___ SUPPLIED MATERIAL ___

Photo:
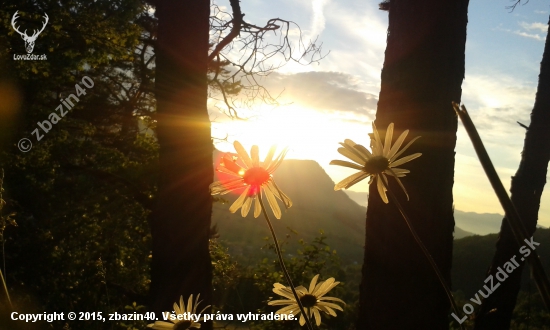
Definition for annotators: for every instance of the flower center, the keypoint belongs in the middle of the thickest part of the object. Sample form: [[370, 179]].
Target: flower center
[[256, 176], [376, 165], [182, 325], [308, 300]]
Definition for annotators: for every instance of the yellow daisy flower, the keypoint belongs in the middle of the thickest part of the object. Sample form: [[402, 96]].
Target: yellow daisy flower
[[255, 177], [186, 321], [383, 160], [313, 299]]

___

Can you update the rows from the line with "Definition for annotators: for every instance of the yellow" through the end of the rows by changing "keypoint" to "marker" and leaving everything else as it is?

SOLUTION FOR THIS TASK:
Definition for annotators: for every instance of the yellow daisy flower, the marker belongs in the middle of the thickest part of the object. Sample form: [[402, 96]].
Target: yellow daisy flower
[[255, 177], [186, 321], [383, 160], [313, 299]]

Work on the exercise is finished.